== Input material
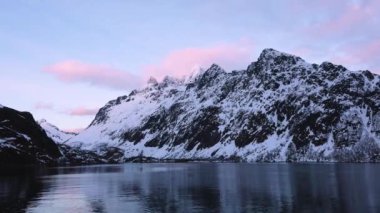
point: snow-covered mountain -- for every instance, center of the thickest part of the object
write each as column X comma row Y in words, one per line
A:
column 23, row 141
column 75, row 155
column 281, row 108
column 55, row 133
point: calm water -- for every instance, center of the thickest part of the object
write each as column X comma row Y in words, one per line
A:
column 193, row 187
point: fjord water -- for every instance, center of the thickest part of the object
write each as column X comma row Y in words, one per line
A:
column 193, row 187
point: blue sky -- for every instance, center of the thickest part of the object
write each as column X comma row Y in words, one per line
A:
column 62, row 60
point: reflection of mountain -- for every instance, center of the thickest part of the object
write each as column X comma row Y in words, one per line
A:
column 281, row 108
column 19, row 187
column 201, row 188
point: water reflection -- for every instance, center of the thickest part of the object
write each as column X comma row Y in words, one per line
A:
column 194, row 187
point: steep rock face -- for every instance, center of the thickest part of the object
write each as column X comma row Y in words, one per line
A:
column 23, row 141
column 74, row 155
column 280, row 109
column 54, row 133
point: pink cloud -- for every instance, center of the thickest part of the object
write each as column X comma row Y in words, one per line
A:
column 101, row 75
column 82, row 111
column 352, row 17
column 179, row 63
column 43, row 105
column 358, row 53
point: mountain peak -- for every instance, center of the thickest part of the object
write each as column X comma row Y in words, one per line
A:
column 215, row 67
column 270, row 53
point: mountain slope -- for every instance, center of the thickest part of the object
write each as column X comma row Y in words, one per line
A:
column 23, row 141
column 56, row 134
column 280, row 108
column 74, row 155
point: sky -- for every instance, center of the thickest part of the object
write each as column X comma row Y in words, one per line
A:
column 63, row 60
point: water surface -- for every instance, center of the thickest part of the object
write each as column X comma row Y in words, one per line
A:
column 193, row 187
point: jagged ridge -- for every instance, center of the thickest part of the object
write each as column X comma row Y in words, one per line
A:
column 280, row 108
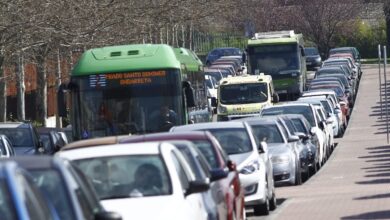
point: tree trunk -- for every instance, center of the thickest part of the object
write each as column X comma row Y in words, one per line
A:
column 20, row 94
column 42, row 88
column 386, row 10
column 58, row 83
column 3, row 91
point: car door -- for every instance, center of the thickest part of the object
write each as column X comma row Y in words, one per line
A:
column 193, row 202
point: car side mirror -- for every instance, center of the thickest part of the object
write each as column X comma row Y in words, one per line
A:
column 302, row 136
column 107, row 216
column 217, row 174
column 263, row 147
column 329, row 121
column 214, row 102
column 197, row 186
column 293, row 138
column 231, row 165
column 275, row 98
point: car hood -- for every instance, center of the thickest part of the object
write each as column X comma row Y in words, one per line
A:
column 158, row 207
column 278, row 149
column 24, row 150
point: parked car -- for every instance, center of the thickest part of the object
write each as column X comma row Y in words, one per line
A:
column 253, row 161
column 142, row 180
column 6, row 148
column 311, row 140
column 51, row 139
column 223, row 51
column 282, row 149
column 20, row 198
column 330, row 112
column 65, row 186
column 313, row 58
column 309, row 112
column 224, row 175
column 24, row 137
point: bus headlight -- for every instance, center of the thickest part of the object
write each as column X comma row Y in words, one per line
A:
column 222, row 109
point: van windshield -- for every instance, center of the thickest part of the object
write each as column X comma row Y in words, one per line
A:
column 244, row 93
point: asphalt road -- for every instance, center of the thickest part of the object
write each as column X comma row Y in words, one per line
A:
column 354, row 183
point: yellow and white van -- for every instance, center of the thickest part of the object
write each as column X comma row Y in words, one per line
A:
column 244, row 96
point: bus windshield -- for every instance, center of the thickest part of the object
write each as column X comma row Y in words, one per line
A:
column 244, row 93
column 126, row 103
column 274, row 59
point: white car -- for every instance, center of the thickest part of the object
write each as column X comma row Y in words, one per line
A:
column 253, row 162
column 329, row 110
column 142, row 180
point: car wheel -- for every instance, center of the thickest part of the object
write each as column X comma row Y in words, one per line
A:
column 262, row 209
column 272, row 201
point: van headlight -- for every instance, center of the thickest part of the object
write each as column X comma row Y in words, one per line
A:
column 280, row 159
column 251, row 167
column 222, row 109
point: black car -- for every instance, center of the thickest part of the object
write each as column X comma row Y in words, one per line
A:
column 66, row 187
column 313, row 58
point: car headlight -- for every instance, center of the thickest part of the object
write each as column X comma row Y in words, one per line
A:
column 222, row 109
column 251, row 167
column 280, row 159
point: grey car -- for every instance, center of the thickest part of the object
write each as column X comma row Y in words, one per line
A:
column 253, row 161
column 282, row 148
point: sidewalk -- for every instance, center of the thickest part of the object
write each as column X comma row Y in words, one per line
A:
column 355, row 182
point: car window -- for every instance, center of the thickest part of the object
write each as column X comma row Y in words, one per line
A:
column 20, row 137
column 208, row 152
column 234, row 140
column 268, row 133
column 127, row 176
column 50, row 182
column 184, row 180
column 36, row 205
column 7, row 210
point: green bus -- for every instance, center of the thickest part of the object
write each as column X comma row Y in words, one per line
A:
column 134, row 89
column 281, row 55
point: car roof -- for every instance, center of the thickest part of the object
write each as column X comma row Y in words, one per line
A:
column 146, row 148
column 14, row 125
column 33, row 162
column 92, row 142
column 210, row 125
column 189, row 135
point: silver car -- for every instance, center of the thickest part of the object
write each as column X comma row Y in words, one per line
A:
column 282, row 148
column 253, row 161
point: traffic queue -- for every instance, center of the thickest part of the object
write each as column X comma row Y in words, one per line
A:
column 213, row 170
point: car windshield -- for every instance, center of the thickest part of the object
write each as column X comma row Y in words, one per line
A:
column 20, row 137
column 233, row 140
column 50, row 182
column 299, row 125
column 244, row 93
column 208, row 152
column 268, row 133
column 6, row 209
column 127, row 176
column 311, row 51
column 298, row 109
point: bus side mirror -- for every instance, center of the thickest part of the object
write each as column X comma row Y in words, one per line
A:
column 189, row 94
column 275, row 98
column 214, row 102
column 61, row 101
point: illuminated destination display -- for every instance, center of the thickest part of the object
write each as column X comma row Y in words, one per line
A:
column 133, row 78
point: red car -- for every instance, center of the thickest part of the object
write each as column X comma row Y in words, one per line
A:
column 223, row 171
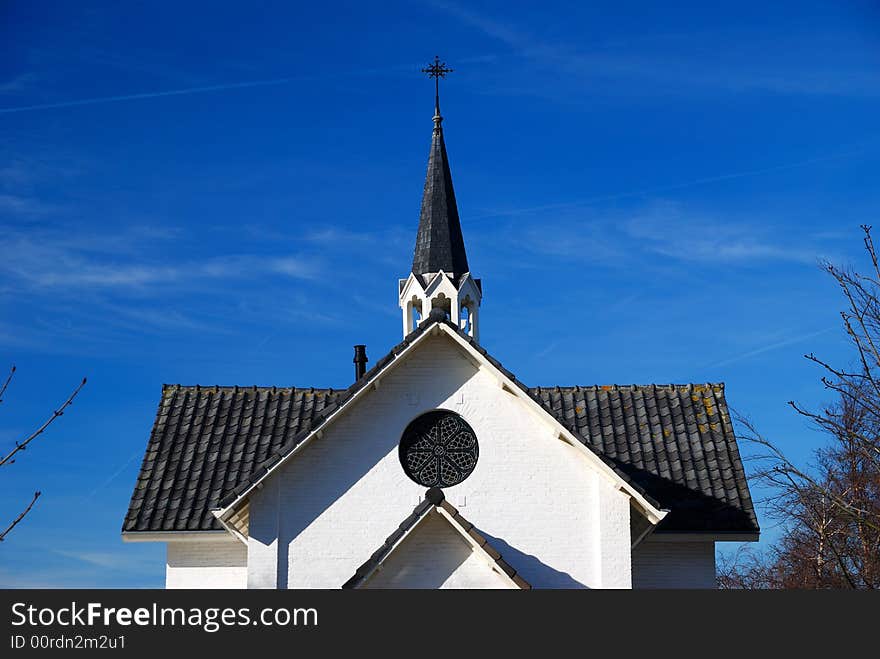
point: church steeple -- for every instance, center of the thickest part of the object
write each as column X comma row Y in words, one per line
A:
====
- What to work on
Format every line of the rows above as a Markdown table with two columns, Number and Row line. Skip blank lines and leave out the picture lines.

- In response
| Number | Row line |
|---|---|
| 1 | point: snow-covered mountain -- for every instance, center of the thickest part of the object |
| 2 | write each as column X comma row Y in words, one per line |
| 3 | A: |
| 4 | column 23, row 141 |
| 5 | column 75, row 155 |
| 6 | column 281, row 108 |
| 7 | column 55, row 133 |
| 8 | point: calm water -- for every instance, center of the thickest part of the object |
| 9 | write each as column X comma row Y in words, one per line |
| 10 | A: |
| 11 | column 193, row 187 |
| 12 | point: fjord water -- for every instance, center of the thickest part of the object |
| 13 | write each as column X comma row Y in words, one per line |
| 14 | A: |
| 15 | column 193, row 187 |
| 16 | point: blue sky -- for every instance, center of the thickest part of the object |
| 17 | write each as column X comma row Y in words, one per line |
| 18 | A: |
| 19 | column 62, row 60 |
| 20 | point: reflection of mountain -- for every instance, center of the thickest part of the object |
| 21 | write each as column X comma row Y in words, one per line |
| 22 | A: |
| 23 | column 281, row 108 |
| 24 | column 19, row 187 |
| 25 | column 201, row 188 |
| 26 | point: water reflection -- for every instance, center of the thickest part of the object |
| 27 | write each as column X comma row Y in words, one per line |
| 28 | A: |
| 29 | column 194, row 187 |
| 30 | point: steep rock face -- for every instance, center of the thickest part of the object |
| 31 | write each as column X comma row Y in words, one per line |
| 32 | A: |
| 33 | column 23, row 141 |
| 34 | column 74, row 155 |
| 35 | column 280, row 109 |
| 36 | column 54, row 133 |
| 37 | point: pink cloud -- for every instance, center of the thickest part of the object |
| 38 | write each as column X comma row Y in words, one per line |
| 39 | A: |
| 40 | column 101, row 75 |
| 41 | column 82, row 111 |
| 42 | column 352, row 17 |
| 43 | column 179, row 63 |
| 44 | column 43, row 105 |
| 45 | column 358, row 53 |
| 46 | point: mountain peak -- for every instance, center of the thickest part of the object |
| 47 | write each as column X comma row Y in words, one per line |
| 48 | A: |
| 49 | column 215, row 67 |
| 50 | column 270, row 53 |
| 51 | point: mountain slope -- for every instance, center of the thickest part of the object |
| 52 | write each as column X comma row Y in words, one per line |
| 53 | A: |
| 54 | column 23, row 141 |
| 55 | column 56, row 134 |
| 56 | column 280, row 108 |
| 57 | column 74, row 155 |
| 58 | point: sky -- for every instance, center of the thickest part of the object |
| 59 | write each as column X comma row Y in words, one per line |
| 60 | A: |
| 61 | column 63, row 60 |
| 62 | point: water surface -- for every instance, center of the thickest part of the object |
| 63 | write each as column X comma row Y in words, one per line |
| 64 | A: |
| 65 | column 193, row 187 |
| 66 | point: jagged ridge -- for every instance, center of the thickest part of the object |
| 67 | write each as column X comma row Y in words, one per line |
| 68 | A: |
| 69 | column 280, row 108 |
| 70 | point: tree trunk -- for every instance, center of the thickest part of the object |
| 71 | write each as column X comma row Y in words, one per line |
| 72 | A: |
| 73 | column 20, row 94 |
| 74 | column 42, row 88 |
| 75 | column 386, row 10 |
| 76 | column 58, row 83 |
| 77 | column 3, row 91 |
| 78 | point: car door -- for every instance, center of the thickest part of the object |
| 79 | write each as column X comma row Y in words, one per line |
| 80 | A: |
| 81 | column 193, row 202 |
| 82 | point: car side mirror -- for every instance, center of the thickest part of the object |
| 83 | write each as column X comma row Y in words, one per line |
| 84 | A: |
| 85 | column 302, row 136 |
| 86 | column 107, row 216 |
| 87 | column 217, row 174 |
| 88 | column 263, row 147 |
| 89 | column 329, row 121 |
| 90 | column 214, row 102 |
| 91 | column 197, row 186 |
| 92 | column 293, row 138 |
| 93 | column 231, row 165 |
| 94 | column 275, row 98 |
| 95 | point: car hood -- for every instance, center of the thickest part of the object |
| 96 | write each as column X comma row Y in words, one per line |
| 97 | A: |
| 98 | column 158, row 207 |
| 99 | column 278, row 149 |
| 100 | column 24, row 150 |
| 101 | point: parked car -- for every instance, center of the thickest part of the object |
| 102 | write each as column X comma row Y in words, one per line |
| 103 | A: |
| 104 | column 253, row 161 |
| 105 | column 142, row 180 |
| 106 | column 6, row 148 |
| 107 | column 311, row 140 |
| 108 | column 51, row 139 |
| 109 | column 223, row 51 |
| 110 | column 282, row 149 |
| 111 | column 20, row 198 |
| 112 | column 330, row 112 |
| 113 | column 65, row 186 |
| 114 | column 313, row 58 |
| 115 | column 309, row 112 |
| 116 | column 224, row 175 |
| 117 | column 24, row 137 |
| 118 | point: bus headlight -- for every instance, center of the thickest part of the object |
| 119 | write each as column X comma row Y in words, one per line |
| 120 | A: |
| 121 | column 222, row 109 |
| 122 | point: van windshield -- for every instance, center of the thickest part of the object |
| 123 | write each as column X comma row Y in words, one per line |
| 124 | A: |
| 125 | column 244, row 93 |
| 126 | point: asphalt road -- for every instance, center of the thickest part of the object |
| 127 | write each as column X comma row Y in words, one per line |
| 128 | A: |
| 129 | column 354, row 183 |
| 130 | point: yellow and white van -- for every instance, center of the thickest part of the object |
| 131 | write each as column X comma row Y in words, one per line |
| 132 | A: |
| 133 | column 244, row 96 |
| 134 | point: bus windshield -- for every instance, center of the thickest part of the object |
| 135 | write each as column X comma row Y in words, one per line |
| 136 | A: |
| 137 | column 244, row 93 |
| 138 | column 126, row 103 |
| 139 | column 274, row 59 |
| 140 | point: white car -- for every instance, center of the thickest part of the object |
| 141 | write each as column X comma row Y in words, one per line |
| 142 | A: |
| 143 | column 253, row 162 |
| 144 | column 329, row 110 |
| 145 | column 142, row 180 |
| 146 | point: car wheel -- for every instance, center of the thickest part of the object |
| 147 | write each as column X comma row Y in words, one per line |
| 148 | A: |
| 149 | column 262, row 209 |
| 150 | column 272, row 201 |
| 151 | point: van headlight -- for every instance, center of the thickest part of the object |
| 152 | write each as column X comma row Y in words, one per line |
| 153 | A: |
| 154 | column 280, row 159 |
| 155 | column 251, row 167 |
| 156 | column 222, row 109 |
| 157 | point: black car -- for every instance, center of the thickest part of the object |
| 158 | write each as column X comma row Y in words, one per line |
| 159 | A: |
| 160 | column 66, row 187 |
| 161 | column 313, row 58 |
| 162 | point: car headlight -- for every instance, center of the thickest part of the object |
| 163 | write each as column X comma row Y in words, one per line |
| 164 | A: |
| 165 | column 222, row 109 |
| 166 | column 251, row 167 |
| 167 | column 280, row 159 |
| 168 | point: grey car -- for every instance, center of the thickest part of the object |
| 169 | write each as column X comma row Y in words, one per line |
| 170 | A: |
| 171 | column 253, row 161 |
| 172 | column 282, row 148 |
| 173 | point: sidewalk -- for every instance, center of the thickest part of the object |
| 174 | write each as column X comma row Y in words, one per line |
| 175 | A: |
| 176 | column 355, row 182 |
| 177 | point: car window -- for every instance, center of the thickest part of the object |
| 178 | write each as column X comma row Y in words, one per line |
| 179 | A: |
| 180 | column 20, row 137 |
| 181 | column 208, row 152 |
| 182 | column 234, row 140 |
| 183 | column 268, row 133 |
| 184 | column 127, row 176 |
| 185 | column 50, row 182 |
| 186 | column 184, row 180 |
| 187 | column 36, row 205 |
| 188 | column 7, row 210 |
| 189 | point: green bus -- for every instance, center of the thickest part of the object |
| 190 | write each as column X comma row Y in words, one per line |
| 191 | A: |
| 192 | column 134, row 89 |
| 193 | column 281, row 55 |
| 194 | point: car roof -- for every instance, center of the thickest part of the object |
| 195 | write each as column X comma row Y in words, one per line |
| 196 | A: |
| 197 | column 146, row 148 |
| 198 | column 14, row 125 |
| 199 | column 33, row 162 |
| 200 | column 92, row 142 |
| 201 | column 210, row 125 |
| 202 | column 189, row 135 |
| 203 | point: silver car -- for every instance, center of the thickest part of the object |
| 204 | write each as column X comma row Y in words, one per line |
| 205 | A: |
| 206 | column 282, row 148 |
| 207 | column 253, row 161 |
| 208 | point: traffic queue -- for every instance, center of the thickest part of the object |
| 209 | write each as column X comma row Y in words, one per line |
| 210 | A: |
| 211 | column 213, row 170 |
| 212 | point: car windshield -- for every instance, center of the thickest part of the object |
| 213 | write each as column X comma row Y in words, one per line |
| 214 | A: |
| 215 | column 20, row 137 |
| 216 | column 233, row 140 |
| 217 | column 50, row 182 |
| 218 | column 299, row 125 |
| 219 | column 244, row 93 |
| 220 | column 208, row 152 |
| 221 | column 268, row 133 |
| 222 | column 6, row 209 |
| 223 | column 127, row 176 |
| 224 | column 311, row 51 |
| 225 | column 298, row 109 |
| 226 | point: bus side mirror -- for every instance, center of the thickest part of the object |
| 227 | write each as column X comma row Y in words, one per line |
| 228 | A: |
| 229 | column 189, row 94 |
| 230 | column 275, row 98 |
| 231 | column 214, row 102 |
| 232 | column 61, row 101 |
| 233 | point: illuminated destination display -- for every instance, center of the thickest part of the object |
| 234 | write each as column X comma row Y in words, one per line |
| 235 | A: |
| 236 | column 133, row 78 |
| 237 | point: red car -- for every instance, center of the thickest part of the object |
| 238 | write each as column X comma row Y in words, one per line |
| 239 | A: |
| 240 | column 223, row 171 |
| 241 | point: church steeple -- for every instance, center of the thickest part of the object |
| 242 | write each as column X comma row Y in words, one per line |
| 243 | A: |